◆ **Supplied passage**:
Start of Block

Parkinson's researchers used proteomics to
identify Rab proteins as a physiological substrate of LRRK2, a
Parkinson's drug target. This finding may accelerate current research
and open a novel therapeutic avenue.
Credit: MPI of Biochemistry
An international public-private research
consortium has identified and validated a cellular role of a primary
Parkinson's disease drug target, the LRRK2 kinase. This important
finding, published in the online, open-access eLife journal,
illuminates a novel route for therapeutic development and intervention
testing for Parkinson's, the second most common neurodegenerative
disease after Alzheimer's.
A team of investigators from the Max Planck Institute of
Biochemistry, the University of Dundee, The Michael J. Fox Foundation
for Parkinson's Research (MJFF), GlaxoSmithKline (GSK) and MSD
contributed unique tools and expertise toward rigorous systematic
testing that determined the LRRK2 kinase regulates cellular trafficking
by deactivating certain Rab proteins (3, 8, 10 and 12).

End of Block

◆ **Data shown**:
Start of Block

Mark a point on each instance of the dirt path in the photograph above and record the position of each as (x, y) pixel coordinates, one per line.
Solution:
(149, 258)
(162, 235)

End of Block

◆ **Requirement A**:
Rewrite the paragraph of the LRRK2 article that begins "A team of investigators" as a short bulleted list that keeps its main facts.
◆ **Requirement B**:
List every organization that the LRRK2 article names as contributing investigators to the team.
◆ **Requirement C**:
Pick up the LRRK2 article after its last sentence and continue it.

◆ **Exercise output A**:
- Investigators from the Max Planck Institute of Biochemistry, the University of Dundee, The Michael J. Fox Foundation for Parkinson's Research (MJFF), GlaxoSmithKline (GSK) and MSD took part.
- They contributed unique tools and expertise toward rigorous systematic testing.
- The testing found that the LRRK2 kinase regulates cellular trafficking.
- It does so by deactivating Rab proteins 3, 8, 10 and 12.

◆ **Exercise output B**:
- Max Planck Institute of Biochemistry
- University of Dundee
- The Michael J. Fox Foundation for Parkinson's Research (MJFF)
- GlaxoSmithKline (GSK)
- MSD

◆ **Exercise output C**:
Mutations in the LRRK2 gene are the greatest known genetic
contributor to Parkinson's disease. Pharmaceutical companies are
developing LRRK2 kinase inhibitors to correct the effects of those
mutations and treat Parkinson's disease. This new breakthrough finding
that links mutant LRRK2 to inappropriate deactivation of Rab function
unlocks more than 20 years of accumulated knowledge of the roles of Rab
proteins. This knowledge can now be integrated to significantly improve
our understanding of LRRK2 dysfunction in the Parkinson's disease
process.
"The pathological cascade leading to brain diseases such as
Parkinson's likely includes many cellular players," said Matthias Mann,
PhD, Director of the Department of Proteomics and Signal Transduction at
the Max Planck Institute of Biochemistry. "The identification of this
LRRK2 substrate gives us a central piece in this puzzle and another
potential place to intervene in the disease process."
Marco Baptista, PhD, MJFF Senior Associate Director of Research
Programs, said, "Identification of Rab proteins as a LRRK2 substrate
presents a tool to measure the impact of these inhibitors not only on
LRRK2 levels but also on LRRK2 function. This critical component will
advance development of these therapies to slow or stop Parkinson's
disease, patients' greatest unmet need."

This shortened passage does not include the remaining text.